▸ Work required: Print, in exact form, the lines below from the one containing "The client would like the wooden" through the one containing "The client would like the beige", and omit all others.

---+---

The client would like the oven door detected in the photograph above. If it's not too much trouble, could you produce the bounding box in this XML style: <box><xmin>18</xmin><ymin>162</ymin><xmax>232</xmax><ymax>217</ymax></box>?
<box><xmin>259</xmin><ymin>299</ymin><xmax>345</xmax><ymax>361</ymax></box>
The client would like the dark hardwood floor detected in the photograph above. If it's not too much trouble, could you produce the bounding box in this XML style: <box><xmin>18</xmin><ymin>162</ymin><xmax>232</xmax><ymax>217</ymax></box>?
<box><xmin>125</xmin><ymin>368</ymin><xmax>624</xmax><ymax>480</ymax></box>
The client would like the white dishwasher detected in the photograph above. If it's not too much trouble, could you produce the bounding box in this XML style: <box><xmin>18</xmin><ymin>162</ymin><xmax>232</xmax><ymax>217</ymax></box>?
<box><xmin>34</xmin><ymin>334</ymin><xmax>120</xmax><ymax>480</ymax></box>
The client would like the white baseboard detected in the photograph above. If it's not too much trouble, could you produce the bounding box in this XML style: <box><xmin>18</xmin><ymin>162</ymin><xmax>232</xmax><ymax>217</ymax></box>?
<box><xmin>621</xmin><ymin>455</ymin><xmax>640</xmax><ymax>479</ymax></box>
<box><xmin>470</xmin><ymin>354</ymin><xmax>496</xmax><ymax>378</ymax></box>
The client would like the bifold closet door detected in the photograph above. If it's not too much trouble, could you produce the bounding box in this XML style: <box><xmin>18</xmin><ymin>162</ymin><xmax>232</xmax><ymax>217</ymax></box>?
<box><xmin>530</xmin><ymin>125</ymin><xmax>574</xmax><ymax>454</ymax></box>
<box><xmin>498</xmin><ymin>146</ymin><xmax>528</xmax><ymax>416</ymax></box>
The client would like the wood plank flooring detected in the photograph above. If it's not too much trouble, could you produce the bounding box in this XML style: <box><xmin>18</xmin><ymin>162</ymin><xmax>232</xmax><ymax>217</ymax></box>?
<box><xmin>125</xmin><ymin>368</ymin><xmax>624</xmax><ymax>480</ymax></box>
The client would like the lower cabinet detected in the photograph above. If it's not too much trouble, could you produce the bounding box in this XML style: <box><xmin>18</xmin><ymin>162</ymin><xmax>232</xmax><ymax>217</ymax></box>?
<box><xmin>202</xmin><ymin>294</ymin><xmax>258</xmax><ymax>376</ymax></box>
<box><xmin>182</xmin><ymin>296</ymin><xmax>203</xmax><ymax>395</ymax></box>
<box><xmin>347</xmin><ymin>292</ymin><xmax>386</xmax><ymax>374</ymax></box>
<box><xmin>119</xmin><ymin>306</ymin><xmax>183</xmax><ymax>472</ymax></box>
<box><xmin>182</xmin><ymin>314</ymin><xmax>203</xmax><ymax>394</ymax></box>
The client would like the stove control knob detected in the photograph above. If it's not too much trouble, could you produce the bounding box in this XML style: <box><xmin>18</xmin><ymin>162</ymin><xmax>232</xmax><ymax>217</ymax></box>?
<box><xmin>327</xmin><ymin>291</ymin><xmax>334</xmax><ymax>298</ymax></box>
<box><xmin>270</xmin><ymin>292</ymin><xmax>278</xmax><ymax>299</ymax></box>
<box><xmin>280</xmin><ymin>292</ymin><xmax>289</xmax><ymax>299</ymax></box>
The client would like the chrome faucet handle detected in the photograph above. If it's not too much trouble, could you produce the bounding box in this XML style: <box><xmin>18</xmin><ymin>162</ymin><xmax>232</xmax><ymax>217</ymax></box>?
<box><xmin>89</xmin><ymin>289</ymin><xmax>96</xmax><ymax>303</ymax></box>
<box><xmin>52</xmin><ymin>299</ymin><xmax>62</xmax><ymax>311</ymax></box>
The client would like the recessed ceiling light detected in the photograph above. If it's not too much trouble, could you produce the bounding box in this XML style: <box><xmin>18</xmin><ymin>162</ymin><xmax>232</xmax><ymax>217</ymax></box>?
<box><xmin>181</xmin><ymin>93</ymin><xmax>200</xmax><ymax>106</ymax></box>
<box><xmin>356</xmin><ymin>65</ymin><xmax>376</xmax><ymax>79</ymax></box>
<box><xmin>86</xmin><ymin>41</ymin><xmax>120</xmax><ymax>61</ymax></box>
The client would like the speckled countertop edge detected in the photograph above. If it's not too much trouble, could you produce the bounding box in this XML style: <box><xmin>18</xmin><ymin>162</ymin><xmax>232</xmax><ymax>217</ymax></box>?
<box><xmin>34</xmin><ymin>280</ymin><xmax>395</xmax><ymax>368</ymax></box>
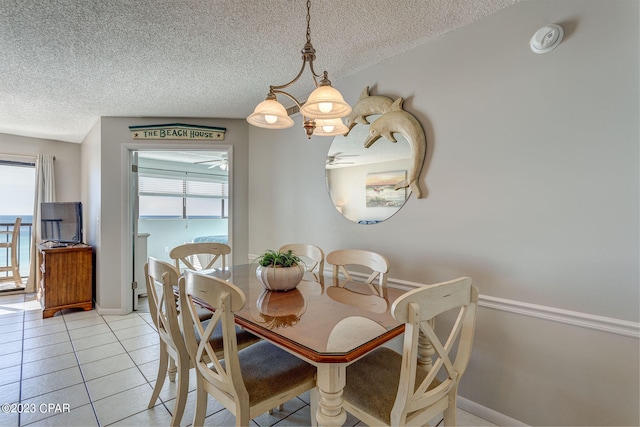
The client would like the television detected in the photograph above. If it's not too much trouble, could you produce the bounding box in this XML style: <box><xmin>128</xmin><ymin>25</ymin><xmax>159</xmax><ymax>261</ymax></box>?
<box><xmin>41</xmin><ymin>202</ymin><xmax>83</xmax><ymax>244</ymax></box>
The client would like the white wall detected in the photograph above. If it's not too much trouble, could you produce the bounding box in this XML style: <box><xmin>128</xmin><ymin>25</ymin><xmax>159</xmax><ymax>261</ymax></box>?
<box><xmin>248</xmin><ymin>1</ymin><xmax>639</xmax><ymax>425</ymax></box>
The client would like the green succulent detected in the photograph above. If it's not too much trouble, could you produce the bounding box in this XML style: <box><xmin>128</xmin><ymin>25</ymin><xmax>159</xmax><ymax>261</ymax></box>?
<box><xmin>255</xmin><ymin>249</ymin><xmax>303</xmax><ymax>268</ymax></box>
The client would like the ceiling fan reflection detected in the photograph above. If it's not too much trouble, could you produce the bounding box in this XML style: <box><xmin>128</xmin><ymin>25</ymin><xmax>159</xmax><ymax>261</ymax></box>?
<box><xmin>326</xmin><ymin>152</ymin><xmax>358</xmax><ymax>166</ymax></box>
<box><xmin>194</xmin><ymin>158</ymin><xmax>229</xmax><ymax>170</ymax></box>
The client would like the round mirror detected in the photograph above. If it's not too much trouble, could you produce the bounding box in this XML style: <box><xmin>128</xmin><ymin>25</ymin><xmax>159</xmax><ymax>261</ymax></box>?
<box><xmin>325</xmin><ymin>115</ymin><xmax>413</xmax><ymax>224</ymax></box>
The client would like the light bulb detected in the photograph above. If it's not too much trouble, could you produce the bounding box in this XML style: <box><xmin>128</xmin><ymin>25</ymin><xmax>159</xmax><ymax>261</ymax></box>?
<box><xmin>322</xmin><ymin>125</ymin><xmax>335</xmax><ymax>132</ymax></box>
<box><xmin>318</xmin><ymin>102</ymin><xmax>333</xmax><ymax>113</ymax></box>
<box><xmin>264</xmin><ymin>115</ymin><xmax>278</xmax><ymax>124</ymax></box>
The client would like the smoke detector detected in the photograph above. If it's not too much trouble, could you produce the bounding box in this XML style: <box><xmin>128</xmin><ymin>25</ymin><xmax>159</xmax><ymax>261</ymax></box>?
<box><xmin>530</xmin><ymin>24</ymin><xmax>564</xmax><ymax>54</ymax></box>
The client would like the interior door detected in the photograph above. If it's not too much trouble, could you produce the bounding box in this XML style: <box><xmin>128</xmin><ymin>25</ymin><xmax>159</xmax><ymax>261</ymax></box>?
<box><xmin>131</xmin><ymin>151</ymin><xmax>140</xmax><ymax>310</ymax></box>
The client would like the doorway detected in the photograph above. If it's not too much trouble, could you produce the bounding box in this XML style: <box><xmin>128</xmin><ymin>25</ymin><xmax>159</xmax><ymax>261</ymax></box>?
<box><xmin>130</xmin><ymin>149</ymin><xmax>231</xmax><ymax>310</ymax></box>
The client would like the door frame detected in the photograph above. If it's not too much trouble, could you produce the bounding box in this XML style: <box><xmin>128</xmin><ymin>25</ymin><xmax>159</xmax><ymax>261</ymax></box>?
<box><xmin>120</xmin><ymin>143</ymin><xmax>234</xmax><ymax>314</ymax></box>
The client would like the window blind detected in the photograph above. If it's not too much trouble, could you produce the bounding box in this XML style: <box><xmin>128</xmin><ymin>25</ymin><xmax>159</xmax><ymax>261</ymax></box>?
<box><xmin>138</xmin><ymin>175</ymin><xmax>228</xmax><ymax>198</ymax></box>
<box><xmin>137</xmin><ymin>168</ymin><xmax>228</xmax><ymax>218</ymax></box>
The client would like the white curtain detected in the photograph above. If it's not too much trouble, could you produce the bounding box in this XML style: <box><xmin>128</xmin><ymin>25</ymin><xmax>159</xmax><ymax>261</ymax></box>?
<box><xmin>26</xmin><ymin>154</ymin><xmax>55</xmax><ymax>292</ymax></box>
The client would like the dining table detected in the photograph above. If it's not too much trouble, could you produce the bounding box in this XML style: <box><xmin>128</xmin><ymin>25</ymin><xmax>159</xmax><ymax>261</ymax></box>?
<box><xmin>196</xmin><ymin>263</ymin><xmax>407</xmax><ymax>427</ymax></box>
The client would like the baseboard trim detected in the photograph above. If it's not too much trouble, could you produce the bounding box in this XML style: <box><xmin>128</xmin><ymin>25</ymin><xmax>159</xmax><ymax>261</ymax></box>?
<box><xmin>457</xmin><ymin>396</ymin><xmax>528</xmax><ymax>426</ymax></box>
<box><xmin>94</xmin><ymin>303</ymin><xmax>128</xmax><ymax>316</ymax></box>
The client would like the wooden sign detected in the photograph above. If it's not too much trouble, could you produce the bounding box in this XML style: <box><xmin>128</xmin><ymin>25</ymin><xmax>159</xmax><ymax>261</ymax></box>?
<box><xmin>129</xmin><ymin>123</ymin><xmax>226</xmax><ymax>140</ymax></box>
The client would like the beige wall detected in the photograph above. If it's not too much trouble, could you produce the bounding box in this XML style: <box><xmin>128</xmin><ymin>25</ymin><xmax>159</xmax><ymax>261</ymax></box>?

---+---

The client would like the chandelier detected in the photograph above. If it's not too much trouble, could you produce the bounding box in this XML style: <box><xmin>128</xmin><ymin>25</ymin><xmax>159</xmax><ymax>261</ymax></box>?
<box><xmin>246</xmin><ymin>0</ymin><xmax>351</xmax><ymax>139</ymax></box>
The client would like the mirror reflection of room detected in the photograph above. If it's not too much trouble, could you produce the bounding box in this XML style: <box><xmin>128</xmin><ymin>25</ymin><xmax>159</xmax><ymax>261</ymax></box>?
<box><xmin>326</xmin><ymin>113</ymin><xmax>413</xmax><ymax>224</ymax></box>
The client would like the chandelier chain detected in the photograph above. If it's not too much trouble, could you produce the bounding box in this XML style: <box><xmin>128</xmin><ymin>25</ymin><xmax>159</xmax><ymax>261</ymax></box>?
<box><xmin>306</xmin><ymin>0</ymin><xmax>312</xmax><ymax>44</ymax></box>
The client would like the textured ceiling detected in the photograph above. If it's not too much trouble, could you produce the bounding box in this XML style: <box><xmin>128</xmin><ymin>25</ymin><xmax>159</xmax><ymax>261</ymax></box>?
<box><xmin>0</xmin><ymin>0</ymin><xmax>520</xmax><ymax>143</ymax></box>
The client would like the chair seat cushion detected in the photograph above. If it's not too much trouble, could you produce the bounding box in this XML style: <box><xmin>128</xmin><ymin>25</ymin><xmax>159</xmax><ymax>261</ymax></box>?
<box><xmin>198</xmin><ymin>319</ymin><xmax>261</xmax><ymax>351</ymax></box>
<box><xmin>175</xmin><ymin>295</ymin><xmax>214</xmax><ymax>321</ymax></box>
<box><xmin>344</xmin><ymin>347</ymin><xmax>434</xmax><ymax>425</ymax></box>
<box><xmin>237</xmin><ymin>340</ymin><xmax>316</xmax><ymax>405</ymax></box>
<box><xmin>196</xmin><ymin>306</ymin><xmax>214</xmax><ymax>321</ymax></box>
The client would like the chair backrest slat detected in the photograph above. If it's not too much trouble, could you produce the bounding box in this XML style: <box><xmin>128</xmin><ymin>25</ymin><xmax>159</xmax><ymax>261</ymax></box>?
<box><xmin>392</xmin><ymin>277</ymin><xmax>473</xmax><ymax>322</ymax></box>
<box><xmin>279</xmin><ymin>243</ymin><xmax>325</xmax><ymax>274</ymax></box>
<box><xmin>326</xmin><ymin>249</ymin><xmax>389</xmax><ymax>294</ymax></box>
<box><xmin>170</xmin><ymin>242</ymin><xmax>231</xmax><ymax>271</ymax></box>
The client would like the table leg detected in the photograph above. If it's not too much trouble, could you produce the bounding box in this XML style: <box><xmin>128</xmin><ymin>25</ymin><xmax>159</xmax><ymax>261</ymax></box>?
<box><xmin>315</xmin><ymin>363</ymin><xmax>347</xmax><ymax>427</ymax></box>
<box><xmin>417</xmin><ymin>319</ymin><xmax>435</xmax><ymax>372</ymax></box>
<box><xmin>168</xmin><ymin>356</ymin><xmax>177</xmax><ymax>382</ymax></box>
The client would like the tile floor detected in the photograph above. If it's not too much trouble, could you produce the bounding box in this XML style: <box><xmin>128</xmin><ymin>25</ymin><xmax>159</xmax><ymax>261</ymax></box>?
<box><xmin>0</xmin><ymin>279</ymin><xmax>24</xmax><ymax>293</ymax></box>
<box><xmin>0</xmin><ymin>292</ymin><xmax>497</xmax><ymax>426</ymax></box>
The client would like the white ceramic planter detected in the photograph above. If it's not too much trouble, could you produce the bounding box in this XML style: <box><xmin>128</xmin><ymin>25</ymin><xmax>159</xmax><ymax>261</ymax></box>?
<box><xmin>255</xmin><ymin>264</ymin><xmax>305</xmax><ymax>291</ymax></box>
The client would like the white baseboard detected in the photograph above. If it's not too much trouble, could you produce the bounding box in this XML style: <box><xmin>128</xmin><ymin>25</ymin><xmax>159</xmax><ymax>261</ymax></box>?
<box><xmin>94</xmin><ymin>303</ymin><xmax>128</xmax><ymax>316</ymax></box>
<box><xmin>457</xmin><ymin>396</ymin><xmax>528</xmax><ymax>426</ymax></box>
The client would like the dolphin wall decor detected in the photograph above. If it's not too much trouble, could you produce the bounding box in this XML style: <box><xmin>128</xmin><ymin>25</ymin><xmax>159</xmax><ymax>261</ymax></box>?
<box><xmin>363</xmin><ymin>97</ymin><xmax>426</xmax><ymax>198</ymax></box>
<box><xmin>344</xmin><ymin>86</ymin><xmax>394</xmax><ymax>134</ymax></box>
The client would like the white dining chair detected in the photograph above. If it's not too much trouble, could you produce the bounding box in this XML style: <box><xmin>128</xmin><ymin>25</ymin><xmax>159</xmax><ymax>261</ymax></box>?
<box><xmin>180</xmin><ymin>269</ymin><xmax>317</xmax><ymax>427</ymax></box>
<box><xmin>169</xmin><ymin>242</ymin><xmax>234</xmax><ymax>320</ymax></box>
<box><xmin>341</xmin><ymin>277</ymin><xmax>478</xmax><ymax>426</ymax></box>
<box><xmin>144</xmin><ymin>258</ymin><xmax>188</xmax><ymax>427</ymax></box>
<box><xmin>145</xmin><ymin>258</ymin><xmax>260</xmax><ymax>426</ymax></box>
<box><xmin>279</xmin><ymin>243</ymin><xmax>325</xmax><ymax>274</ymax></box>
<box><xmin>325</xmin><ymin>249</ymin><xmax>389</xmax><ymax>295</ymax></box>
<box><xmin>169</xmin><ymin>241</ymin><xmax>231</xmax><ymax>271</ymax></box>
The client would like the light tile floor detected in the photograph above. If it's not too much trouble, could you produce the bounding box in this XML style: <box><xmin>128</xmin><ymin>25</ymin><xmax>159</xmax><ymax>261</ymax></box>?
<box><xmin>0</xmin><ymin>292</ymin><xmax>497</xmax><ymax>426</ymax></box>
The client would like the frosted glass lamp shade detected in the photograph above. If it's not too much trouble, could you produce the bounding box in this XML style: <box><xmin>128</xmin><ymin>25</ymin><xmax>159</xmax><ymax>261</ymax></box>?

---+---

▸ Answer for the task:
The client would like the wooden sign detected in the photograph above. If it's not too much trouble, could you produce the bounding box in this XML style: <box><xmin>128</xmin><ymin>25</ymin><xmax>159</xmax><ymax>261</ymax></box>?
<box><xmin>129</xmin><ymin>123</ymin><xmax>226</xmax><ymax>140</ymax></box>
The client would like the beige wall detected in the photograph above. If it's not too much trouble, could you produce the bounding box in this XML style: <box><xmin>128</xmin><ymin>25</ymin><xmax>159</xmax><ymax>261</ymax></box>?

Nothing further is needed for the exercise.